— THE EXERCISE —
Count the lines in the records below that contain the string "jacket", matching case exactly. Reply with the number only.

— SOURCE MATERIAL —
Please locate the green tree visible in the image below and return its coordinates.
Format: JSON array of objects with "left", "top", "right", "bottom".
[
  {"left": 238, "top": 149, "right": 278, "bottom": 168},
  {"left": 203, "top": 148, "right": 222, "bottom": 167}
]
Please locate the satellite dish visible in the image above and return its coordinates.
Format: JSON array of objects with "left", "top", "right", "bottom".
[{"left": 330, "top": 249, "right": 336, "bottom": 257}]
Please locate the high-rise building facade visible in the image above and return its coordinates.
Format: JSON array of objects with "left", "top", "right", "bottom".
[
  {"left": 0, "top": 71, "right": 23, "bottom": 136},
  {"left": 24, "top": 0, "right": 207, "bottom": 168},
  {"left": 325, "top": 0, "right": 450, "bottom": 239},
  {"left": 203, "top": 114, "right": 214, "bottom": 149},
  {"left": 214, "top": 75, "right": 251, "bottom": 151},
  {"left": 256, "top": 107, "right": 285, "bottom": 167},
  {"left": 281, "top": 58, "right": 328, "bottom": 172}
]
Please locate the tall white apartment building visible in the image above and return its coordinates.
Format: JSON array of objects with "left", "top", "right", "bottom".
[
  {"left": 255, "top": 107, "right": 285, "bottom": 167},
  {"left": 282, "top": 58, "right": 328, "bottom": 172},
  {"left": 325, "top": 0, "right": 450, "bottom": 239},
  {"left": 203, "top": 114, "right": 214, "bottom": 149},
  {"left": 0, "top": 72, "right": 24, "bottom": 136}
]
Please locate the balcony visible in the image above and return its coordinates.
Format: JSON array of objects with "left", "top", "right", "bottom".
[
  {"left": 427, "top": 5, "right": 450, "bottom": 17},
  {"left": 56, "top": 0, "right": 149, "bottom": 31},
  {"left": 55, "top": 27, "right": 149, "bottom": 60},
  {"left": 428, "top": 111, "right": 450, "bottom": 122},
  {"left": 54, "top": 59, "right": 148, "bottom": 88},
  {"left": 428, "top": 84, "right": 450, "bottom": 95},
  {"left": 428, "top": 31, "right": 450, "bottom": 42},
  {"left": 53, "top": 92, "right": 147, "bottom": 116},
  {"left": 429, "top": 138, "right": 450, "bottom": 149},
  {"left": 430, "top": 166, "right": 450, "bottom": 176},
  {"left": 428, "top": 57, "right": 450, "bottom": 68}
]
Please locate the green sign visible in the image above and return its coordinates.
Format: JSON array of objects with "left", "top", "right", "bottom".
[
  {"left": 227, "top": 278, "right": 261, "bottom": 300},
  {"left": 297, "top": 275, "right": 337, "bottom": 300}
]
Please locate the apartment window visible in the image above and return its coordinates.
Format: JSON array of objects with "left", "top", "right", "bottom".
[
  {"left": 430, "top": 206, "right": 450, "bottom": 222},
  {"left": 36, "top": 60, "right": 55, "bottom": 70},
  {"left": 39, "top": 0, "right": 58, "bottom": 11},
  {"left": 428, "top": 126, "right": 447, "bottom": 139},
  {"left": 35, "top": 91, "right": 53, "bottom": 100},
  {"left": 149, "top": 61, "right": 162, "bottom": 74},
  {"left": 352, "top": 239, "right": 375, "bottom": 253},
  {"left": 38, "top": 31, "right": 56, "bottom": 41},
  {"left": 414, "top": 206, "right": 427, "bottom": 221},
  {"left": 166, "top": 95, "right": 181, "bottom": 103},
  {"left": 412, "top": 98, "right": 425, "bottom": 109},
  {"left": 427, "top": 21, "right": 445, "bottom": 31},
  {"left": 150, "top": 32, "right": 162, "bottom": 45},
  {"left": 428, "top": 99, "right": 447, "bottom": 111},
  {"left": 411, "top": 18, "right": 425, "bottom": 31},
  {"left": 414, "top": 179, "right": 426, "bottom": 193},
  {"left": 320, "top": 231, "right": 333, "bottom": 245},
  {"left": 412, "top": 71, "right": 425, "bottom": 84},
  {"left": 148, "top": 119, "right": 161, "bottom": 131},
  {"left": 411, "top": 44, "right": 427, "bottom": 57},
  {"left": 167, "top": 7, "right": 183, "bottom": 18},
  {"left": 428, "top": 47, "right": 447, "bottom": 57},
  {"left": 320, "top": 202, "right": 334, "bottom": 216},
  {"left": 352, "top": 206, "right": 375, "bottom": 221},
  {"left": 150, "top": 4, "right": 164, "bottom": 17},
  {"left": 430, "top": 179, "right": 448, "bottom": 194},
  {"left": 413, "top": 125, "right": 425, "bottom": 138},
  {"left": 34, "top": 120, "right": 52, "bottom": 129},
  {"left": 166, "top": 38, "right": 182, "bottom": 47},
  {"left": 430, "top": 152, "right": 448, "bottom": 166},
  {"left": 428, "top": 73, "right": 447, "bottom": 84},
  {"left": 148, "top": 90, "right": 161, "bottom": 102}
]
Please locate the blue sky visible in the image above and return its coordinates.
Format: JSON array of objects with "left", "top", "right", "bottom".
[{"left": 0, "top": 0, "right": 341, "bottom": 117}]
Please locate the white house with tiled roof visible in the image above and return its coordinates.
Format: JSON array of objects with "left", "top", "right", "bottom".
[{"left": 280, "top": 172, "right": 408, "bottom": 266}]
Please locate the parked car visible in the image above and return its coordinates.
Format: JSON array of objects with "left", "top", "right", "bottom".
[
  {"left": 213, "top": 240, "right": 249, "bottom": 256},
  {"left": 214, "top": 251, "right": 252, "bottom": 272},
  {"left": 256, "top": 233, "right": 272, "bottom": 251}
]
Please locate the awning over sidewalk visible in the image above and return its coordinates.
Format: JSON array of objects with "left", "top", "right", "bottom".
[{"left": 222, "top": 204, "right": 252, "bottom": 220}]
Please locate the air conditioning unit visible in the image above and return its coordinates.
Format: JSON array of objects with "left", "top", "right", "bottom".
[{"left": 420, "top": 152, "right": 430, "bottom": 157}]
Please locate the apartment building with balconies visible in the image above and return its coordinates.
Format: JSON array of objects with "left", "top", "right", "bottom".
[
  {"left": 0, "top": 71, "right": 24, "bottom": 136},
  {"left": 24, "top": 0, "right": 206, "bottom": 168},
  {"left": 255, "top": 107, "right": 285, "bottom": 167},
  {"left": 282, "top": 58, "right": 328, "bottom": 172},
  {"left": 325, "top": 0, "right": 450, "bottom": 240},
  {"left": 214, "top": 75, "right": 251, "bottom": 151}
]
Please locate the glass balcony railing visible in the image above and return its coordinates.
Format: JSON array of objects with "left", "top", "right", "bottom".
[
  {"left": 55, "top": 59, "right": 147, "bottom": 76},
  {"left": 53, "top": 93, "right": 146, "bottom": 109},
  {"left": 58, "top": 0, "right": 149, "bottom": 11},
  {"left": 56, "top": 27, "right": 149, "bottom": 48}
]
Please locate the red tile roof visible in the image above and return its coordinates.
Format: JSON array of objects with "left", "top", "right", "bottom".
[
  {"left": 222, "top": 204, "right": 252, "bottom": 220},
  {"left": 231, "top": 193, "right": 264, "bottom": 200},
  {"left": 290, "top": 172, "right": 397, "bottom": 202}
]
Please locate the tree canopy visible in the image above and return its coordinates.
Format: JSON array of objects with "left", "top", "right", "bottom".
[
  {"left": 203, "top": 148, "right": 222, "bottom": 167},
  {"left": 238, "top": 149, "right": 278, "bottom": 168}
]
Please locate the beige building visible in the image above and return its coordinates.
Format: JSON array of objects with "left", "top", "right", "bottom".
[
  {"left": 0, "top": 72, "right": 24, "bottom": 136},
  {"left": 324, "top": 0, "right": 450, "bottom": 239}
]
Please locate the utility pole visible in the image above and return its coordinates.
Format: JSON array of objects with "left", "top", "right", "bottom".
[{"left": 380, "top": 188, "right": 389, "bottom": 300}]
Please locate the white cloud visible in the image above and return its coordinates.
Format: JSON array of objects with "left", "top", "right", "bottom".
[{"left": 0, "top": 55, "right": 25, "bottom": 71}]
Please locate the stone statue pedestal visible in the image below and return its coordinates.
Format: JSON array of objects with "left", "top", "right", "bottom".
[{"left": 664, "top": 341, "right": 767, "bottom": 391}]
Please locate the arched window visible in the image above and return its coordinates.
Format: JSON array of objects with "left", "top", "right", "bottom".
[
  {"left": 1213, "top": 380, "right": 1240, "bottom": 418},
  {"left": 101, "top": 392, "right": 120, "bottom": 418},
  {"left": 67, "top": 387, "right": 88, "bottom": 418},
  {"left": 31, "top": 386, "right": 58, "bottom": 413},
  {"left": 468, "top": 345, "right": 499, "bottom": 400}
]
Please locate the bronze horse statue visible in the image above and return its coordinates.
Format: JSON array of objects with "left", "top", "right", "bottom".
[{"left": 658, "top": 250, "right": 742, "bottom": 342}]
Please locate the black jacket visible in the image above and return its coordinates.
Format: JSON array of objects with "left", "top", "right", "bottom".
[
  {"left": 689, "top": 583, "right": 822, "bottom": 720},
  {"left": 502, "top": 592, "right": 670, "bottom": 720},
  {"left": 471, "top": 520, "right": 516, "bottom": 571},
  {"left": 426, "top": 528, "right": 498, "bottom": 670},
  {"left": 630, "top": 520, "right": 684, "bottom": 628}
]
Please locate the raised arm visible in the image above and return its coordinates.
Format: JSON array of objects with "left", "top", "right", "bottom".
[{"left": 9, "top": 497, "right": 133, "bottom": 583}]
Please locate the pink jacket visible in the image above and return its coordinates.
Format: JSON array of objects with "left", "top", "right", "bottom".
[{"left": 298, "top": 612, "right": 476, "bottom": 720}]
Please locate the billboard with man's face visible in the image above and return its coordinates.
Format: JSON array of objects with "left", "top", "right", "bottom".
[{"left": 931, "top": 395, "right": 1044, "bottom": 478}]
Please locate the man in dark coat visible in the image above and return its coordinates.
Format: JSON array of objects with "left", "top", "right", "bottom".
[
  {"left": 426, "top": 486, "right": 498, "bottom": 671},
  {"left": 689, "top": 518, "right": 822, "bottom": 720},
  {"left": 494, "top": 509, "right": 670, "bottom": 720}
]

— FULL SOLUTION —
2